• GOAL
Please copy the lines below word for word, leaving out the pictures.

• TASK INPUTS
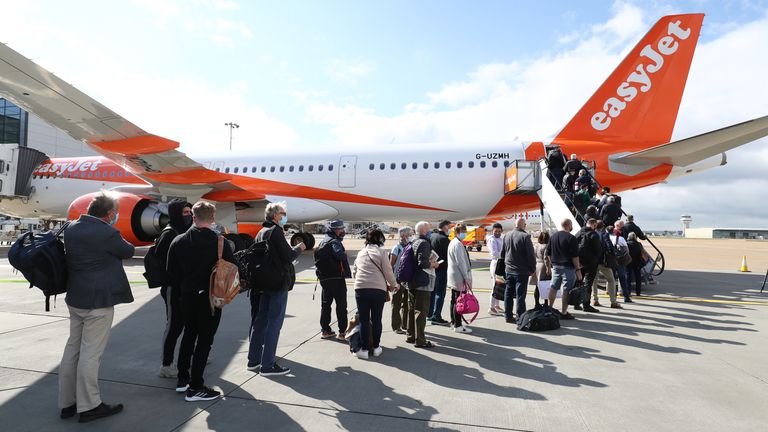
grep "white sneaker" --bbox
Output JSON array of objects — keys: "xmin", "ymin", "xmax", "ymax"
[
  {"xmin": 453, "ymin": 326, "xmax": 472, "ymax": 334},
  {"xmin": 157, "ymin": 363, "xmax": 179, "ymax": 378}
]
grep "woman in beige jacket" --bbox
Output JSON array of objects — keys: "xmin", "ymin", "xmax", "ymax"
[{"xmin": 352, "ymin": 229, "xmax": 398, "ymax": 359}]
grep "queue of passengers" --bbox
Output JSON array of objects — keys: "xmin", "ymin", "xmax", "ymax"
[{"xmin": 59, "ymin": 193, "xmax": 647, "ymax": 422}]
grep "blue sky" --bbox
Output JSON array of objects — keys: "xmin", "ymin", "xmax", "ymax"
[{"xmin": 0, "ymin": 0, "xmax": 768, "ymax": 228}]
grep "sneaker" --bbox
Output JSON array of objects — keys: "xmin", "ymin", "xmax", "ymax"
[
  {"xmin": 157, "ymin": 364, "xmax": 179, "ymax": 378},
  {"xmin": 259, "ymin": 363, "xmax": 291, "ymax": 376},
  {"xmin": 184, "ymin": 386, "xmax": 221, "ymax": 402},
  {"xmin": 176, "ymin": 380, "xmax": 189, "ymax": 393}
]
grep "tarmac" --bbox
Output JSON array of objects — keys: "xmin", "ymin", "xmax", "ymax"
[{"xmin": 0, "ymin": 239, "xmax": 768, "ymax": 432}]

• PROBLEM SOLUTION
grep "white sneaker" --bbox
Output JSON array of objects — keys: "xmin", "ymin", "xmax", "ymax"
[
  {"xmin": 453, "ymin": 326, "xmax": 472, "ymax": 334},
  {"xmin": 157, "ymin": 363, "xmax": 179, "ymax": 378}
]
grep "woman in beige jacket" --bbox
Output JSON array of objects — keys: "xmin", "ymin", "xmax", "ymax"
[{"xmin": 352, "ymin": 229, "xmax": 398, "ymax": 359}]
grep "queue of passengers" --bbox
Output JSON array of objects — keys: "xmin", "ymin", "xmax", "ymax"
[{"xmin": 59, "ymin": 193, "xmax": 647, "ymax": 422}]
grep "blue sky" --bbox
Output JSON array of objects — keys: "xmin", "ymin", "xmax", "ymax"
[{"xmin": 0, "ymin": 0, "xmax": 768, "ymax": 228}]
grep "sneaker" --bbox
Output JSON array of objects — keys: "xmin", "ymin", "xmax", "ymax"
[
  {"xmin": 157, "ymin": 364, "xmax": 179, "ymax": 378},
  {"xmin": 259, "ymin": 363, "xmax": 291, "ymax": 376},
  {"xmin": 184, "ymin": 386, "xmax": 221, "ymax": 402},
  {"xmin": 176, "ymin": 380, "xmax": 189, "ymax": 393}
]
grep "tarmac" --bbox
Output JSON array of objects — keys: "xmin", "ymin", "xmax", "ymax"
[{"xmin": 0, "ymin": 239, "xmax": 768, "ymax": 432}]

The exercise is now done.